## What you need to do
**1.** Answer these questions from the news report on air pollution and lung cancer:
(a) At which event did Swanton present the research?
(b) From which countries or territories did the research team analyze health data?
(c) What is the name of the mediator that sparks the inflammation?
**2.** Update the news report on air pollution and lung cancer by rewriting the part starting at "The research illustrated" and ending at "Francis Crick Institute.", with "climate change" replaced by "global warming".

## Exercise passage
<<<<
BSS
  10 Sep 2022, 20:48

Scientists discover how air pollution triggers lung cancer

   PARIS, Sept 10, 2022 (BSS/AFP) - Scientists said Saturday they had 
identified the mechanism through which air pollution triggers lung cancer in 
non-smokers, a discovery one expert hailed as "an important step for science 
-- and for society".

  The research illustrated the health risk posed by the tiny particles 
produced by burning fossil fuels, sparking fresh calls for more urgent action 
to combat climate change.

  It could also pave the way for a new field of cancer prevention, according 
to Charles Swanton of the UK's Francis Crick Institute.

  Swanton presented the research, which has not yet been published in a peer-
reviewed journal, at the European Society for Medical Oncology's annual 
conference in Paris.

  Air pollution has long been thought to be linked to a higher risk of lung 
cancer in people who have never smoked.

  "But we didn't really know whether pollution was directly causing lung 
cancer -- or how," Swanton told AFP.

  Traditionally it has been thought that exposure to carcinogens, such as 
those in cigarette smoke or pollution, causes DNA mutations that then become 
cancer. But there was an "inconvenient truth" with this model, Swanton said: 
previous research has shown that the DNA mutations can be present without 
causing cancer -- and that most environmental carcinogens do not cause the 
mutations.

  His study proposes a different model.

  - A future cancer pill? -

  The research team from the Francis Crick Institute and University College 
London analysed the health data of more than 460,000 people in England, South 
Korea and Taiwan.

  They found that exposure to tiny PM2.5 pollution particles -- which are 
less than 2.5 microns across -- led to an increased risk of mutations in the 
EGFR gene.

  In laboratory studies on mice, the team showed that the particles caused 
changes in the EGFR gene as well as in the KRAS gene, both of which have been 
linked to lung cancer.

  Finally, they analysed nearly 250 samples of human lung tissue never 
exposed to carcinogens from smoking or heavy pollution.

  Even though the lungs were healthy, they found DNA mutations in 18 percent 
of EGFR genes and 33 percent of KRAS genes.

  "They're just sitting there," Swanton said, adding that the mutations seem 
to increase with age.

  "On their own, they probably are insufficient to drive cancer," he said.

  But when a cell is exposed to pollution it can trigger a "wound-healing 
response" that causes inflammation, Swanton said. 

  And if that cell "harbours a mutation, it will then form a cancer", he 
added.

  "We've provided a biological mechanism behind what was previously an 
enigma," he said.

  In another experiment on mice, the researchers showed that an antibody 
could block the mediator -- called interleukin 1 beta -- which sparks the 
inflammation, stopping cancer from getting started in the first place.

  Swanton said he hoped the finding would "provide fruitful grounds for a 
future of what might be molecular cancer prevention, where we can offer 
people a pill, perhaps every day, to reduce the risk of cancer".
>>>>
## Supplied entries
<<<<
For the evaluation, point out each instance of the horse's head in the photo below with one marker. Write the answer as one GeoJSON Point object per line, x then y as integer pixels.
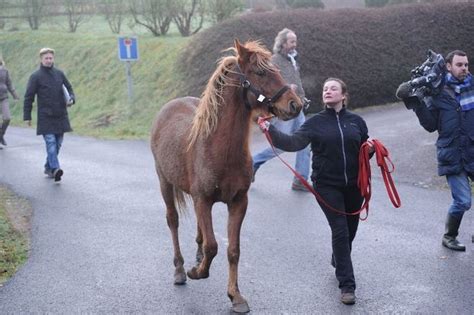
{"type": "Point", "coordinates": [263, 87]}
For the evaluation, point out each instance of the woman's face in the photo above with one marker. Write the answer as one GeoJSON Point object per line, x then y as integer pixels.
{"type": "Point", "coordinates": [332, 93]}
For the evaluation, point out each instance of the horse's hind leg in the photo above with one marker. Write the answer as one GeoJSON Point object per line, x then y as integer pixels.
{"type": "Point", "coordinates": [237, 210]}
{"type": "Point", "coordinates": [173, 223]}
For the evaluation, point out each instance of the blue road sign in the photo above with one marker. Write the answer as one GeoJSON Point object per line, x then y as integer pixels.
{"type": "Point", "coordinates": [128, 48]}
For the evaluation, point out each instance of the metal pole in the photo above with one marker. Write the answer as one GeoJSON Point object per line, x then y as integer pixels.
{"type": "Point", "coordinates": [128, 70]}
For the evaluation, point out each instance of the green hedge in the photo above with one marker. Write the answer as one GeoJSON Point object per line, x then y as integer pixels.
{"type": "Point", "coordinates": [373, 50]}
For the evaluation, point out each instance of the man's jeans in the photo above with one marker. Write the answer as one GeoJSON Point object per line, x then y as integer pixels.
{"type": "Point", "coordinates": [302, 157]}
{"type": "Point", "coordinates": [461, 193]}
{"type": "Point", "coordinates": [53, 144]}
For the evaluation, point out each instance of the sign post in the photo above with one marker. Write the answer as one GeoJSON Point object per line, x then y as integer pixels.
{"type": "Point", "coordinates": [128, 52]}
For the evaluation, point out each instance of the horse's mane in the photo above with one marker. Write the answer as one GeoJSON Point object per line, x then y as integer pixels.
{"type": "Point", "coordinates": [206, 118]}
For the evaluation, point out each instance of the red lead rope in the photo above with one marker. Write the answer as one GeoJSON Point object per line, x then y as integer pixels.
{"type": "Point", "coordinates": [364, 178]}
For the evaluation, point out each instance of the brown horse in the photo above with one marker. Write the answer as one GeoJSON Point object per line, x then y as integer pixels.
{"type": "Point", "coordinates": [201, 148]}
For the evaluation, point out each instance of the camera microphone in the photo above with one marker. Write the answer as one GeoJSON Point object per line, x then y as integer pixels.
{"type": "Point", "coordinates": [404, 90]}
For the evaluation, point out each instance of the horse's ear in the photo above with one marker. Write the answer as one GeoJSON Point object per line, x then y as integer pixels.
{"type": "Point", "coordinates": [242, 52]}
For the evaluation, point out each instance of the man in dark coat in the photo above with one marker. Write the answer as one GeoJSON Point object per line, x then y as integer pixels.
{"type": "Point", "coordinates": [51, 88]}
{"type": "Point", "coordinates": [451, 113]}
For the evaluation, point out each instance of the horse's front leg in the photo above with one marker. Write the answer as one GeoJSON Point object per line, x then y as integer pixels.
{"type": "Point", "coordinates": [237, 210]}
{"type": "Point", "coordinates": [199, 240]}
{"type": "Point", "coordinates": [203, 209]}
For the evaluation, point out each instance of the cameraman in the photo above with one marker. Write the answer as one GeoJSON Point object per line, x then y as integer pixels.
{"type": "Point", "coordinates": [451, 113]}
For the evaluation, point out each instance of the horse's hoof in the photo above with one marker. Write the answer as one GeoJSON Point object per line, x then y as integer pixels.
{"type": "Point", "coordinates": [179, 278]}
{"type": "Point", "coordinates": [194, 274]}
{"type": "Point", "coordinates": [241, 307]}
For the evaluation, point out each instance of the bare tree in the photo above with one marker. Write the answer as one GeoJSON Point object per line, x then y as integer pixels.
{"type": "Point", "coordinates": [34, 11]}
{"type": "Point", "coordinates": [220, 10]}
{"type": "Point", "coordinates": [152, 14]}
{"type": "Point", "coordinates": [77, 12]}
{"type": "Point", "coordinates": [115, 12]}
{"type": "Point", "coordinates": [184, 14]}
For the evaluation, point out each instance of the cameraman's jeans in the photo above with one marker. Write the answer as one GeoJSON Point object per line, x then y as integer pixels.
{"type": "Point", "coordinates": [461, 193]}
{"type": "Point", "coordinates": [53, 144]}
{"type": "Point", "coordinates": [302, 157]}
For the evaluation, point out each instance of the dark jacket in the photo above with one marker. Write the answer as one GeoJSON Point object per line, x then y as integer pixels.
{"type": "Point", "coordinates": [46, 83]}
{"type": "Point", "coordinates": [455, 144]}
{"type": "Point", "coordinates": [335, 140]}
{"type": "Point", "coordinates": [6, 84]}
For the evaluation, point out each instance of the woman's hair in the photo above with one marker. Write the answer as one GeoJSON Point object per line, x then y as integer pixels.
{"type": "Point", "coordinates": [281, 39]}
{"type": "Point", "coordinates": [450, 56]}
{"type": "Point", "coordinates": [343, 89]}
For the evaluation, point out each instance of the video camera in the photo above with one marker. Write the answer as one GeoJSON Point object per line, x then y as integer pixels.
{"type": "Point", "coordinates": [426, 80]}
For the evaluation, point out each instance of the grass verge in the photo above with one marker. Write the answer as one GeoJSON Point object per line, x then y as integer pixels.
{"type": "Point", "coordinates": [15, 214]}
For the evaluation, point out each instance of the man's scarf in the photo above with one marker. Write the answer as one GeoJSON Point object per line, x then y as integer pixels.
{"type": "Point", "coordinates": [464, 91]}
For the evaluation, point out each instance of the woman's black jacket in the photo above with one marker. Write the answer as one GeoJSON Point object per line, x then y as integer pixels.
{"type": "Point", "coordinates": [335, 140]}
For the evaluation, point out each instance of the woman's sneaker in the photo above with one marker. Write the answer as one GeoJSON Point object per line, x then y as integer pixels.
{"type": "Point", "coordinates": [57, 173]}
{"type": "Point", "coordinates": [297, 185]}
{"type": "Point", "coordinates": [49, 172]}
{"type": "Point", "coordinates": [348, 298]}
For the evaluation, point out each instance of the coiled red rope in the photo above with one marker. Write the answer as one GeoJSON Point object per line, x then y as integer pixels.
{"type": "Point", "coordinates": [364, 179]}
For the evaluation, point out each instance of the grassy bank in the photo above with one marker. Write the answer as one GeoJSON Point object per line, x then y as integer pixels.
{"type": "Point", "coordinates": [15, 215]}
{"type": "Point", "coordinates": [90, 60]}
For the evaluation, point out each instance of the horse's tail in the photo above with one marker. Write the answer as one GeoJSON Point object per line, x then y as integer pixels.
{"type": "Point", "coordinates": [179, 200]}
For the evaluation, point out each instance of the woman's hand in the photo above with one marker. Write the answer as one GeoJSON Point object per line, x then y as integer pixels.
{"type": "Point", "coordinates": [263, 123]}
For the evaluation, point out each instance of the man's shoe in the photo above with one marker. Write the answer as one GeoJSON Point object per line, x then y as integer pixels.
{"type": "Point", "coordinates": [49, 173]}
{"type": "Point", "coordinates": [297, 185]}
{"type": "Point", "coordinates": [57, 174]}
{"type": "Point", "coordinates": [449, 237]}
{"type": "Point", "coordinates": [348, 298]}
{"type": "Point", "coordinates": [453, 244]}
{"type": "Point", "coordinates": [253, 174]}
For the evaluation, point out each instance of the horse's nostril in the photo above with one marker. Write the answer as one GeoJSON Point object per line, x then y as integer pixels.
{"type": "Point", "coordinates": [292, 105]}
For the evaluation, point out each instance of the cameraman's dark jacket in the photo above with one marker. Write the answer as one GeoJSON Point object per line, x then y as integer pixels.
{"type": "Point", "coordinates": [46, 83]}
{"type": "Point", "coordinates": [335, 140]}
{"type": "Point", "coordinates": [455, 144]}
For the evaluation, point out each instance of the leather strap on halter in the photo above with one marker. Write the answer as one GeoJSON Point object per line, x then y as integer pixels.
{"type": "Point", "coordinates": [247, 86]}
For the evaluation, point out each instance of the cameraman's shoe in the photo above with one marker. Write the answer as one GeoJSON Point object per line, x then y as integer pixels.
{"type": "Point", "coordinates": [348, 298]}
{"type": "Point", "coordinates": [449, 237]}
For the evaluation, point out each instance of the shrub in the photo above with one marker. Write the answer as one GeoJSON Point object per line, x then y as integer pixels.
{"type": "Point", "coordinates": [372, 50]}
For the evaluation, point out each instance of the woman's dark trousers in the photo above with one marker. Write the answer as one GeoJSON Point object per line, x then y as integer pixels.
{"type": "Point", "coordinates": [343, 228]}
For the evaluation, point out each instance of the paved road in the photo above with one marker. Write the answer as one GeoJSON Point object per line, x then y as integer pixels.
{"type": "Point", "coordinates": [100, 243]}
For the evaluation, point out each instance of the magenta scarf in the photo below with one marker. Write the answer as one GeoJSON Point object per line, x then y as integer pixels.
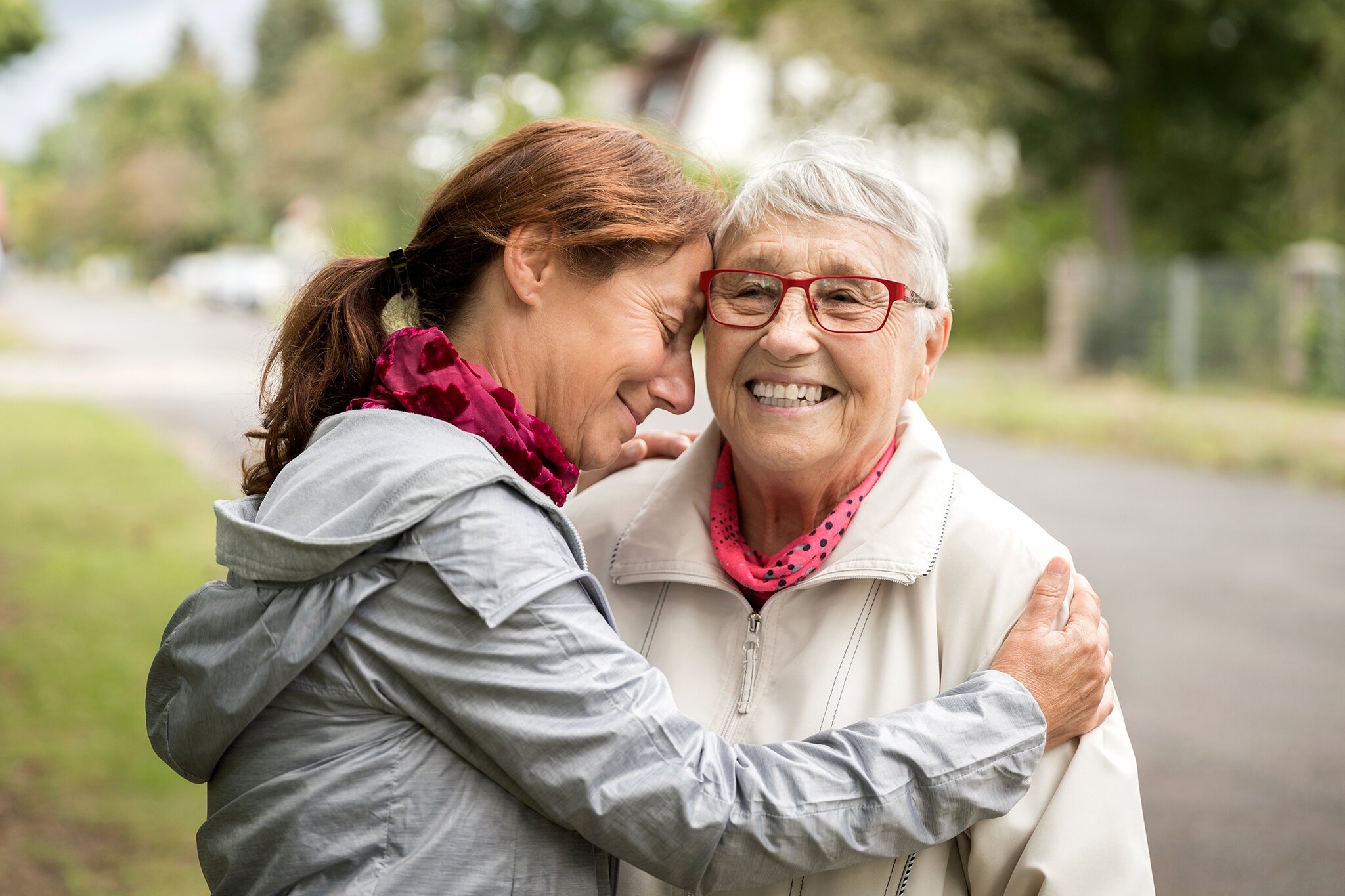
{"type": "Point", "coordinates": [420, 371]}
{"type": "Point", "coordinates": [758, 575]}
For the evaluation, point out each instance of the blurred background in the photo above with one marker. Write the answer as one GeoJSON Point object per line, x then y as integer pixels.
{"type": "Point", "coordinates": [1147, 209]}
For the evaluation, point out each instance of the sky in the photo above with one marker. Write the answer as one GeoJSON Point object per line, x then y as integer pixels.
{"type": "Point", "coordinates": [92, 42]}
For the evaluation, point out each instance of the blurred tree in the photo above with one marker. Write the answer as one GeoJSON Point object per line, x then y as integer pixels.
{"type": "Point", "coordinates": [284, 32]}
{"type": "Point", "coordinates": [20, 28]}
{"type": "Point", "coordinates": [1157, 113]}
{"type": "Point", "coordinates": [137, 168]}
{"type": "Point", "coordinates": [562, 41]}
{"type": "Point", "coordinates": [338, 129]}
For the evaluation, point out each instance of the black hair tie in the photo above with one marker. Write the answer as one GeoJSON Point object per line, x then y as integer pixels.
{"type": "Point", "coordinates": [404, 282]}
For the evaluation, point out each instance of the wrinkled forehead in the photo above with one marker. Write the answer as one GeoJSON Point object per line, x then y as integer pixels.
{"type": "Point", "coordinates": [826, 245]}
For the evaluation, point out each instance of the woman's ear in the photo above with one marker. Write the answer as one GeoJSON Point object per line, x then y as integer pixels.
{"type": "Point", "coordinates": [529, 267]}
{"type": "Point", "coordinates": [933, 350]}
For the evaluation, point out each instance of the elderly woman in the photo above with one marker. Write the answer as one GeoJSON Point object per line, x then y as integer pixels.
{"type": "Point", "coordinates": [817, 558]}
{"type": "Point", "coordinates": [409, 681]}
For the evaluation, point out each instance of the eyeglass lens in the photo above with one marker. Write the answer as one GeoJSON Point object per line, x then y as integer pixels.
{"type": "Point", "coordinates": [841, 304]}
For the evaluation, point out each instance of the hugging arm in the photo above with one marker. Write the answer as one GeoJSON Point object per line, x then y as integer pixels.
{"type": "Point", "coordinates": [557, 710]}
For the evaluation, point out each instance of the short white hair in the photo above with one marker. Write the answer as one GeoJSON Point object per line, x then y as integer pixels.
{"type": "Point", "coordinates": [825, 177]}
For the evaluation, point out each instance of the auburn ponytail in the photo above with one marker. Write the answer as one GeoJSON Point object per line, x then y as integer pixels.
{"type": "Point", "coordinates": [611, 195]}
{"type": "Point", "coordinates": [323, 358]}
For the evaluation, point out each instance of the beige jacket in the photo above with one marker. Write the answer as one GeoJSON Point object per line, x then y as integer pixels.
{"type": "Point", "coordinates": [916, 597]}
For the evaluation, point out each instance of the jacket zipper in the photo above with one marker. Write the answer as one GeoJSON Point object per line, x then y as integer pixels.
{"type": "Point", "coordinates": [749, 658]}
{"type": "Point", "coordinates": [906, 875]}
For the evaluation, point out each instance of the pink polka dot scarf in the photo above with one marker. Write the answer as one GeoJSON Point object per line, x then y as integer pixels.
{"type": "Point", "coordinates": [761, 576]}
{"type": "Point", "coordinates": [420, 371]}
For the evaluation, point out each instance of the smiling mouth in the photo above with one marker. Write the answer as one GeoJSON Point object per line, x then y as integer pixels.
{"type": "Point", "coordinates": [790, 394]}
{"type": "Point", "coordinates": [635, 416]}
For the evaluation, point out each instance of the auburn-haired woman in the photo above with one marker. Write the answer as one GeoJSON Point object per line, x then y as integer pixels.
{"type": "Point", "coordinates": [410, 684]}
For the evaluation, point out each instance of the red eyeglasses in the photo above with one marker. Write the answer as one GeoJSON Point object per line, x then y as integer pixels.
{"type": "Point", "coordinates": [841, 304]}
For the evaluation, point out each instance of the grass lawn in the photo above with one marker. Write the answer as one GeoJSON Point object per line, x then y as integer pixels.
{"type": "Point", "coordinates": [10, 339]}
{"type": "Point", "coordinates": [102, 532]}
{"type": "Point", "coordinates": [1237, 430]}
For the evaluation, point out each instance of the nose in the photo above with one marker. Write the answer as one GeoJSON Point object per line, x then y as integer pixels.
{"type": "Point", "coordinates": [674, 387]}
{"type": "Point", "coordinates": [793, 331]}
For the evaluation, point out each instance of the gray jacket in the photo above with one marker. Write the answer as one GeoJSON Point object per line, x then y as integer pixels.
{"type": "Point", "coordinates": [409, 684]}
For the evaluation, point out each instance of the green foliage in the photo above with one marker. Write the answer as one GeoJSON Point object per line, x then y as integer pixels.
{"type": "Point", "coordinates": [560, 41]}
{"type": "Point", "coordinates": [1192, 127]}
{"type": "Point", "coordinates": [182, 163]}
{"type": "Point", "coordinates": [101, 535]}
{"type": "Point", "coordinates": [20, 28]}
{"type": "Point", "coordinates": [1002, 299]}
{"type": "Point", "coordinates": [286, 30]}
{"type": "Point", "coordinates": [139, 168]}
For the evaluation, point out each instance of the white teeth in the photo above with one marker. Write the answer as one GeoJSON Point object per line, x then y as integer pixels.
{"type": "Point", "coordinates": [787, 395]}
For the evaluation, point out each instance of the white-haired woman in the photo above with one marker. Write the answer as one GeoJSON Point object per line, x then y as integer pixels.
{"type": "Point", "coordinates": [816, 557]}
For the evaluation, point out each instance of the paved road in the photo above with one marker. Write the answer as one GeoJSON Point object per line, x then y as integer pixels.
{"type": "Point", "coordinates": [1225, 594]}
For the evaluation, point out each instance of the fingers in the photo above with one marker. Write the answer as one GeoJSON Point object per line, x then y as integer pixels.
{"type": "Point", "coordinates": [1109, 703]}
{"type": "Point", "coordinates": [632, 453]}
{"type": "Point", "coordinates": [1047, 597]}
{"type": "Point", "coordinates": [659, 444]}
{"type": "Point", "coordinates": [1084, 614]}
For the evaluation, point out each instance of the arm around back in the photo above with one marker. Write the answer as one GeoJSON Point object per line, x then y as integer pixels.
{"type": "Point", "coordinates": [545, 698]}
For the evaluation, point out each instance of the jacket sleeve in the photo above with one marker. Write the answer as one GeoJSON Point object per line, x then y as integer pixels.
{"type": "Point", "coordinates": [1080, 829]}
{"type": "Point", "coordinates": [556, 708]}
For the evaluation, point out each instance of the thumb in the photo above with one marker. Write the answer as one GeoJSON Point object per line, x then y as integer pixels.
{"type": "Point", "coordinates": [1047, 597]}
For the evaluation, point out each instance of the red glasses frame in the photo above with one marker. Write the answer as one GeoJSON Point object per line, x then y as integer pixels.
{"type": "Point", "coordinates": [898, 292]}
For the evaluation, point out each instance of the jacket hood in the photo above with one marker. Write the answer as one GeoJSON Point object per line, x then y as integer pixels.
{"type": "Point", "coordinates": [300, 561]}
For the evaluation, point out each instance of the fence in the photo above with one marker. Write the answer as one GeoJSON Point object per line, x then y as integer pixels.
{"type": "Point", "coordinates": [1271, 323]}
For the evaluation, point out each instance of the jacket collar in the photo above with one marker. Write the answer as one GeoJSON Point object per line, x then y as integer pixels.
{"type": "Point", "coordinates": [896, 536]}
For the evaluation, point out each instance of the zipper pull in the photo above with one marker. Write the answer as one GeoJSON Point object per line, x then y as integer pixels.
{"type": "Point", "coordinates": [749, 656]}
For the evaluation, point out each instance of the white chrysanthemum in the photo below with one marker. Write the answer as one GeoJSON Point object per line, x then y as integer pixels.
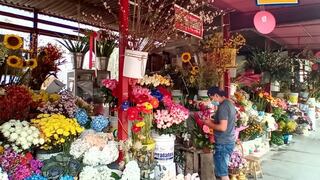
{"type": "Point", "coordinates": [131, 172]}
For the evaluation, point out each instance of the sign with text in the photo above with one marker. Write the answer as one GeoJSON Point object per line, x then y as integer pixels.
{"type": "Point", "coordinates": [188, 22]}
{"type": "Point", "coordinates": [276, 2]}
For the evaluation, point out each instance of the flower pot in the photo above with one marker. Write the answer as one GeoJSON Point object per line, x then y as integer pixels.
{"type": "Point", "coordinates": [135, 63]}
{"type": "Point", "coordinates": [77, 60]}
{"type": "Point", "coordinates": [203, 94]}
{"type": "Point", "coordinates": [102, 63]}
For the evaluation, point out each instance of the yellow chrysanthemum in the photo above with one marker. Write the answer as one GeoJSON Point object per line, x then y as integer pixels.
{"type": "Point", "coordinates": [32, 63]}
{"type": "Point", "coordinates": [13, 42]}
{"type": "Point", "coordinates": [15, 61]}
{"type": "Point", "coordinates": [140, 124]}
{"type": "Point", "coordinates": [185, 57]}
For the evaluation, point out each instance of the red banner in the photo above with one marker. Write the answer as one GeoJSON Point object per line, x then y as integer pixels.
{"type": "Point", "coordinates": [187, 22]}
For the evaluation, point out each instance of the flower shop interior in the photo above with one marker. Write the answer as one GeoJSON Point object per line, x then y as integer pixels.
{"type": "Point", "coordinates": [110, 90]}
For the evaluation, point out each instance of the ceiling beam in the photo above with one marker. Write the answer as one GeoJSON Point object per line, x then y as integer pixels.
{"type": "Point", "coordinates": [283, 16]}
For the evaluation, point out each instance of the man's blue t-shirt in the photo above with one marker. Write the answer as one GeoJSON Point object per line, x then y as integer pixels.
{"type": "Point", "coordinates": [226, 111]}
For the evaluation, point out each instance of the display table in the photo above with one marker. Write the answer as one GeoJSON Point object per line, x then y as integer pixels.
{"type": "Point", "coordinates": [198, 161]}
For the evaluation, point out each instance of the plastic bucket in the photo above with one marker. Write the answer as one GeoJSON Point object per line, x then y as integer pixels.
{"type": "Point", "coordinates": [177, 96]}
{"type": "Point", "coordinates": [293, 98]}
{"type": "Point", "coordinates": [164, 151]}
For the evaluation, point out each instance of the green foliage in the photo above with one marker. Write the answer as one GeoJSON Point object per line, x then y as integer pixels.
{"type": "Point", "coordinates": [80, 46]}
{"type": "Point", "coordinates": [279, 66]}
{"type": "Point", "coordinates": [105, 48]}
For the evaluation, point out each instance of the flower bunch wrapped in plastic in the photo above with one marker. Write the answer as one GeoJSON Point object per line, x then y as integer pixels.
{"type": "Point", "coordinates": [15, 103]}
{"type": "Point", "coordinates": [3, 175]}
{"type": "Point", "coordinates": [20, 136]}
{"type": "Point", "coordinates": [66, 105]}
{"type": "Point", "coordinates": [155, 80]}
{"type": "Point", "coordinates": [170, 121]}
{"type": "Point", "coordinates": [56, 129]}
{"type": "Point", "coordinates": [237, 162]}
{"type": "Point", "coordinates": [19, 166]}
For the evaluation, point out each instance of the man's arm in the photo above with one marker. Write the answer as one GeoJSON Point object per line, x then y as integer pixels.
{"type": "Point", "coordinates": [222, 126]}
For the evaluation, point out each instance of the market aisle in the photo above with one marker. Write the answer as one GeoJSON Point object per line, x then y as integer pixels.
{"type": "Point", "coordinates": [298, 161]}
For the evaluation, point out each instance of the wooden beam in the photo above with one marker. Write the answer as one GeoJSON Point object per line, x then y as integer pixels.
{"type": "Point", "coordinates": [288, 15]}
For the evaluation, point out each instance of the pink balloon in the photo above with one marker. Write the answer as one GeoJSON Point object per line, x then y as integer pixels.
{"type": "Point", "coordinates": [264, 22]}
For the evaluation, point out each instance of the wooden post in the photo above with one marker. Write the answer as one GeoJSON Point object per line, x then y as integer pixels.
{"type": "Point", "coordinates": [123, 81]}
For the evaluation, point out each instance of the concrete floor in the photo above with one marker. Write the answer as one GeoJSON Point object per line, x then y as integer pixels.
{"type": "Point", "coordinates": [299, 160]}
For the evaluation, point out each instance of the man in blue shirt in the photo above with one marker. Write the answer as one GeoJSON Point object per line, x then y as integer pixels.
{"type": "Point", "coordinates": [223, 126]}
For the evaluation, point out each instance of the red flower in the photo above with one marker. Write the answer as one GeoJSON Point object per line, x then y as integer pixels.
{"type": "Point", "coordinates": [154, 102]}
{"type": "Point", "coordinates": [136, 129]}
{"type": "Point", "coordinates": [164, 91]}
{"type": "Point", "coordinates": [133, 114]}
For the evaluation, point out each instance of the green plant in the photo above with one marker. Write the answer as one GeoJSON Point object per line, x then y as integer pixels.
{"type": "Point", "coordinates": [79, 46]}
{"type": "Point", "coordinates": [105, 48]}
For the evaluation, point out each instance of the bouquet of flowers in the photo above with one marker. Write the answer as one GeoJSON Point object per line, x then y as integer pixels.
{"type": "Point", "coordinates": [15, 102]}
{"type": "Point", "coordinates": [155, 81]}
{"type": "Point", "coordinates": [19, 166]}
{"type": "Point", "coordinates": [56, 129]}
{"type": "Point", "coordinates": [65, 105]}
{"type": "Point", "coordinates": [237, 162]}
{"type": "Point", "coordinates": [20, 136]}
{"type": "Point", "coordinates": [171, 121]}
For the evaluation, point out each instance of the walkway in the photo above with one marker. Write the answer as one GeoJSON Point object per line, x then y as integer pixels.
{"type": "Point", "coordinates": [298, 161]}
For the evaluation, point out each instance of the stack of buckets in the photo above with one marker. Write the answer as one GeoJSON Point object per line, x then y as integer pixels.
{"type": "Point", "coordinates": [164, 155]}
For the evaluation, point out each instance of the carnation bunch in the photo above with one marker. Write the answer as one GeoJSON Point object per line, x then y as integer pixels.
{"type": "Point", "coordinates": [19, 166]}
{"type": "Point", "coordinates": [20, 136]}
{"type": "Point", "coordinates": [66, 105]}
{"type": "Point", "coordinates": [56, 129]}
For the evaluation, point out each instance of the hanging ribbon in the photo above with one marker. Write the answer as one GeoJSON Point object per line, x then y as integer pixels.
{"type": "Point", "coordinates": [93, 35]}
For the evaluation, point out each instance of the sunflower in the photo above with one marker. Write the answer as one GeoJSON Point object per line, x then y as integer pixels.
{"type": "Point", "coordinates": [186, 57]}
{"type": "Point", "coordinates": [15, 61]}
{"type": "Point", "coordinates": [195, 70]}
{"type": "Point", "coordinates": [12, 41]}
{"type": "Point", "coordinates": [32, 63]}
>>>>
## Answers to this exercise
**1.**
(a) At the European Society for Medical Oncology's annual conference in Paris.
(b) England, South Korea and Taiwan.
(c) Interleukin 1 beta.

**2.**
The research illustrated the health risk posed by the tiny particles 
produced by burning fossil fuels, sparking fresh calls for more urgent action 
to combat global warming.

  It could also pave the way for a new field of cancer prevention, according 
to Charles Swanton of the UK's Francis Crick Institute.